PASSAGE TO READ:
•••

Every so often, a product comes along and takes the best of almost everything that came before it and packages those things into a beautiful and functional device that’s hard not to admire.
The HTC One M8 is such a product.
Almost every smartphone comes with its fair share of warts, and the HTC One M8 is no different in that regard. But the M8 has learned from user behaviors and the competitive landscape, which amounts to an excellent device that stands atop the Android heap and next to (if not above) Apple’s iPhone or any Nokia Lumia available.
A Company In Flux
For the second year in a row, HTC has built what will likely be one of the year’s best reviewed smartphones (if the M8 can withstand the competition over the rest of 2014), but the company’s revenue and market share remain flat.
See also: How The HTC One M8 Smartphone Camera Performs In The Real World
The reason for HTC’s stagnation is open for debate. HTC will claim it hasn’t been able to effectively market its phones. The manufacturer recently just hired the Samsung marketer responsible for the “Next Big Thing” campaign but HTC cannot compete with Apple and Samsung in marketing dollars. Another argument is that HTC has been damaged by cellular operators that lust after exclusive agreements to carry a device. Maybe the decline has come from production and shipping delays of its last two flagship devices, or patent battles with the likes of Apple.

•••

INSTRUCTIONS FOR THE TASK: Carry the HTC One M8 review forward, starting right after its last sentence and keeping its analytical tone.

•••

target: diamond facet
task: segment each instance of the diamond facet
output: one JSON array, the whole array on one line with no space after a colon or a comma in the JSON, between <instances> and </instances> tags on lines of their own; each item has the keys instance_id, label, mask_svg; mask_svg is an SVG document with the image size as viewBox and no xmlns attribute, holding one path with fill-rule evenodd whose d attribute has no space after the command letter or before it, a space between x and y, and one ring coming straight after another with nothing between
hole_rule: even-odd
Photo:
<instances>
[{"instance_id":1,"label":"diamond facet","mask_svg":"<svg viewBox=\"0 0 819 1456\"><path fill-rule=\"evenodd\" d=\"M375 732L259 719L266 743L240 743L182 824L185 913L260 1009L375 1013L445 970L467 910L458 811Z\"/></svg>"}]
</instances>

•••

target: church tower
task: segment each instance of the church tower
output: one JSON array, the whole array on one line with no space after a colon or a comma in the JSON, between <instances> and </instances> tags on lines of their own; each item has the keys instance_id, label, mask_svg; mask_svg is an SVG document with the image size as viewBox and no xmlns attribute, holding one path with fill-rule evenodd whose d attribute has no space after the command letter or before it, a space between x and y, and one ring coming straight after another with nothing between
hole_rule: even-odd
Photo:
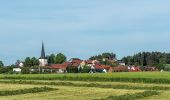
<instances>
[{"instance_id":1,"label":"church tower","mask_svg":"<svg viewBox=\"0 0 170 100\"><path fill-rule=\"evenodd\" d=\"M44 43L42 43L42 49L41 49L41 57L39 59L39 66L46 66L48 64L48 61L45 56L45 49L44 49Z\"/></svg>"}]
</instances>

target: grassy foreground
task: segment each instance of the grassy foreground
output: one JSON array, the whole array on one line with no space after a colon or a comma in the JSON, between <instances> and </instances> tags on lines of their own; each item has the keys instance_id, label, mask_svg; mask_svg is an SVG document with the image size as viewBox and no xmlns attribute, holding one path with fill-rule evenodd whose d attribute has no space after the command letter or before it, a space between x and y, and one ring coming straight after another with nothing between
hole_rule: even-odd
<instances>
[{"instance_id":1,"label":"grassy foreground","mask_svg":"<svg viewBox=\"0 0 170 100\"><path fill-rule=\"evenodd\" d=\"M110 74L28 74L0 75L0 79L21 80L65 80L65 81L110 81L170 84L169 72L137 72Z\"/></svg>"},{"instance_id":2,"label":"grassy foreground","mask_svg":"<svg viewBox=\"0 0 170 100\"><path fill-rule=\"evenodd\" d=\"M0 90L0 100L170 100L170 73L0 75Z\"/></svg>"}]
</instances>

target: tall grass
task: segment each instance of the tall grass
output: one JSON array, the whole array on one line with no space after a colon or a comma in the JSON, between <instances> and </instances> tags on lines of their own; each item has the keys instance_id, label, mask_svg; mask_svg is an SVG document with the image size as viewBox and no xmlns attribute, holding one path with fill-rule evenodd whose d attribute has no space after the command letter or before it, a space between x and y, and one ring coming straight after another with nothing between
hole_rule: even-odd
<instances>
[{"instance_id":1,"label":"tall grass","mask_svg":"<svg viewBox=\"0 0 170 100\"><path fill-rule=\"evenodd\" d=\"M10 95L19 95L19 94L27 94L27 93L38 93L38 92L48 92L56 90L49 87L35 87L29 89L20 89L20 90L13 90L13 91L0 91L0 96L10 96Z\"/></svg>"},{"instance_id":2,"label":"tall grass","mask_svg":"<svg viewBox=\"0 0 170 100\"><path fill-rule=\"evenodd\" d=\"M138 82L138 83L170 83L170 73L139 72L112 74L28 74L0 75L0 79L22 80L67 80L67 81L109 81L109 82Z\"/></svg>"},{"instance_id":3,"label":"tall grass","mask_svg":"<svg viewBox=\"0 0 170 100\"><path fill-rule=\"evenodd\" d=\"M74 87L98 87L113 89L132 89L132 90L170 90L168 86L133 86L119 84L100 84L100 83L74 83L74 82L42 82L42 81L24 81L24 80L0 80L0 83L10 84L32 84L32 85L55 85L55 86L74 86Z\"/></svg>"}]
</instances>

•••

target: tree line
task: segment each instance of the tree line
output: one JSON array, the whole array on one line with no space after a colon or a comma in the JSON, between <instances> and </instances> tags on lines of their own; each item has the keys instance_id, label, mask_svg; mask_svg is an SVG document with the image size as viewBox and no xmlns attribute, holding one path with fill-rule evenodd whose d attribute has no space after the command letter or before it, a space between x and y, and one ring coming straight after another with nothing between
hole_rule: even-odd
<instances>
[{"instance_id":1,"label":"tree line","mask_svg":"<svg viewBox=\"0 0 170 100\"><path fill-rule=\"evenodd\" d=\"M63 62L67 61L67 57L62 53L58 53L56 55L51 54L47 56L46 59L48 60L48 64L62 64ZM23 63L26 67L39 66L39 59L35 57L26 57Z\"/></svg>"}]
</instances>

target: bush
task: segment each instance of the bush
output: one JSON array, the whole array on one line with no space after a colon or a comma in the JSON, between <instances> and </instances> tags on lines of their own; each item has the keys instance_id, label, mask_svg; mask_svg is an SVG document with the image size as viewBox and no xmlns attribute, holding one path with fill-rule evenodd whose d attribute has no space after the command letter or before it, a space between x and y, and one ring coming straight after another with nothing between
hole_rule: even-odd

•••

TASK ANSWER:
In reality, HTC’s failures are a combination of all of the above.
The question continually asked by pundits is whether the newest HTC flagship can pull the company out of the mire. At ReadWrite, we tend to believe in quality products, so the answer is a definite “maybe.” It’s hard to be positive knowing all the extenuating factors: Motorola made a great smartphone with the Moto X and hemorrhaged money until Google had to sell it to Lenovo. Nokia has done some fine work with the Lumia series and hemorrhaged money until it sold to Microsoft.
If HTC is to fail with its own flagship smartphone, it represents a pox on all of the houses in the smartphone manufacturing world. A pox on Apple and Samsung for creating an anti-competitive market. A pox on HTC for failing to achieve the success that its design chops deserve. A pox on Google for allowing the maker of some of the best smartphones on the market to whither and die.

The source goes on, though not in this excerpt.